> **PAGE EXTRACT**
□ □ □

Mr Price endured less comeback following his admission on BBC TV's Question Time programme that he'd taken illegal drugs as a young man, telling the programme: "As a gay man who first went clubbing in the 1990s it would be a bit of a surprise if I hadn't taken drugs."

He said while he wasn't proud of his actions, he wasn't going to lie about them either.

Putting his leadership on the line

Entering the election campaign, Mr Price is hindered by the fact that his two great political skills - speech-making and face-to-face campaigning - are of little use in a pandemic.

Nevertheless he's set the bar high for himself saying that "anything less than being first minister after the election would be a failure". He's put independence at the front and centre of the campaign in a way that no Plaid Cymru leader has done before.

Having ruled out both a coalition with the Conservatives and joining a coalition with Labour as a junior partner, the Plaid leader has left himself little room for manoeuvre if the party has a disappointing election result.

By banking on an electoral breakthrough, Mr Price is probably putting himself and his leadership on the line.

It's the sort of thing a son of prophecy would do but Mr Price knows his history.

He will be well aware that the usual fate facing a prophetic son is to fail in his task and then slumber in a cave somewhere, waiting for a call that never comes.

□ □ □

Data extracted from a collection:
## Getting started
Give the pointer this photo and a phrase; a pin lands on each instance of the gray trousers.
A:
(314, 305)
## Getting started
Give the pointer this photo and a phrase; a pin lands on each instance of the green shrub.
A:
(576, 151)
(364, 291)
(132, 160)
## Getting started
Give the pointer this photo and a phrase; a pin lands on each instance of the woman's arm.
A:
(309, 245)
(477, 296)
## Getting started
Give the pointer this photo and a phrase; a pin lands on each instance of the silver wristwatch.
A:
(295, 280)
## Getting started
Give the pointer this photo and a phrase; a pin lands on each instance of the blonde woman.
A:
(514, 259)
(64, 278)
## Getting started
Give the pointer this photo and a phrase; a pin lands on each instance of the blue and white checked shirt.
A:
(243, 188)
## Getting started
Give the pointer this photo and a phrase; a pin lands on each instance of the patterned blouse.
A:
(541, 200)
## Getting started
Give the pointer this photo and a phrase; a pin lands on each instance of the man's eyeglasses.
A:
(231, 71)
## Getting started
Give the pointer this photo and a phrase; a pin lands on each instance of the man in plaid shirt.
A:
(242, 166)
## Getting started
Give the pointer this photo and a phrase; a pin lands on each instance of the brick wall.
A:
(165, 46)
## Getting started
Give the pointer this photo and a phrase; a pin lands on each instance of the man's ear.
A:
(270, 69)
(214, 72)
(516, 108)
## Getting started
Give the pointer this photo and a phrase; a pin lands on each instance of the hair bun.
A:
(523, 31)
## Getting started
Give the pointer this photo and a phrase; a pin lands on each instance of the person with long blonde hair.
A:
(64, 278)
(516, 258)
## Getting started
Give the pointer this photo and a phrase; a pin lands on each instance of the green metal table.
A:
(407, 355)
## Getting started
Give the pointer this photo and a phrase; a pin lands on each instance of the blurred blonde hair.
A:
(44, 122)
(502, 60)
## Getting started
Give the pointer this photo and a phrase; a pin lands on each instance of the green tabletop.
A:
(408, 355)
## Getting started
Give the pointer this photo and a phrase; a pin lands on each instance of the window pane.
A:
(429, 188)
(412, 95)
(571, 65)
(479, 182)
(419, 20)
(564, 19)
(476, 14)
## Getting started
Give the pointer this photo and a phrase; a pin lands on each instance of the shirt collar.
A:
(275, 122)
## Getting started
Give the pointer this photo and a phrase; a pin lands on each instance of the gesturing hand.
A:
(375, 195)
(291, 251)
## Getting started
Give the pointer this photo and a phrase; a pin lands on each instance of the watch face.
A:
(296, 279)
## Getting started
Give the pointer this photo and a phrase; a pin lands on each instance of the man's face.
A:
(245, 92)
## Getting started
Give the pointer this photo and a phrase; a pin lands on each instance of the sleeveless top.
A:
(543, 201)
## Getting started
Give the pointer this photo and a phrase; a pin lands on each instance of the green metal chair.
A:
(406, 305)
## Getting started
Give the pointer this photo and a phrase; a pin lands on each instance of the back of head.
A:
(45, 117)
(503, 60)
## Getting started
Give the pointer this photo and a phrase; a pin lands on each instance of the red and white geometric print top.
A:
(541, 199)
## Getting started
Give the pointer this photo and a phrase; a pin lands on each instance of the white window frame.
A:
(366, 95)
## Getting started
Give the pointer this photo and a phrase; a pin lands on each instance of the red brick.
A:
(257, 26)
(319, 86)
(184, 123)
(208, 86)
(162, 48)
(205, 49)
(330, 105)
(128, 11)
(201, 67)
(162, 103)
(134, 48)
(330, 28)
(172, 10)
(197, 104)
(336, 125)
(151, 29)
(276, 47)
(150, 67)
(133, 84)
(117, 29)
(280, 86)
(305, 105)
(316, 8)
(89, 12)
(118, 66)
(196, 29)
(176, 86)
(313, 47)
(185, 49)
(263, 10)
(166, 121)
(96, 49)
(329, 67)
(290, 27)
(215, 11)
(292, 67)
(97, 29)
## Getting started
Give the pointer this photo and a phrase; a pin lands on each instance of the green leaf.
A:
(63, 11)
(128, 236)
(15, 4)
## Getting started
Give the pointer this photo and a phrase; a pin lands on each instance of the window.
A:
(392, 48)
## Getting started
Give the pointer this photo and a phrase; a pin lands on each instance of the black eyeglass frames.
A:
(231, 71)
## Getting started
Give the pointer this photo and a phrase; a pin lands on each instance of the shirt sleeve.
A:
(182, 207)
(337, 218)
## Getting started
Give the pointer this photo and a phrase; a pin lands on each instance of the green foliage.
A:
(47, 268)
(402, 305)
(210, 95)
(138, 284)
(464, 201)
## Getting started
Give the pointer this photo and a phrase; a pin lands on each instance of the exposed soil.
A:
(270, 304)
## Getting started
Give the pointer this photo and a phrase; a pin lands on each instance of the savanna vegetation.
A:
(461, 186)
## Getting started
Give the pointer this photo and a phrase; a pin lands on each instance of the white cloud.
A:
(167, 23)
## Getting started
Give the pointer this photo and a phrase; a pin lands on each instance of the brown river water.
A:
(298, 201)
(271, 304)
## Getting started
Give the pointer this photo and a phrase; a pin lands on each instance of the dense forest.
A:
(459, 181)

□ □ □

> **TASKS**
- A) Could you reproduce the passage about Mr Price, starting with "Nevertheless he's set" and going on through "has done before."?
- B) How would you render this sentence from the passage about Mr Price in French: "By banking on an electoral breakthrough, Mr Price is probably putting himself and his leadership on the line."
These rows come from a separate source.

> **TASK ANSWERS**
- A)
Nevertheless he's set the bar high for himself saying that "anything less than being first minister after the election would be a failure". He's put independence at the front and centre of the campaign in a way that no Plaid Cymru leader has done before.

- B) En misant sur une percée électorale, M. Price met probablement en jeu sa propre personne et son leadership.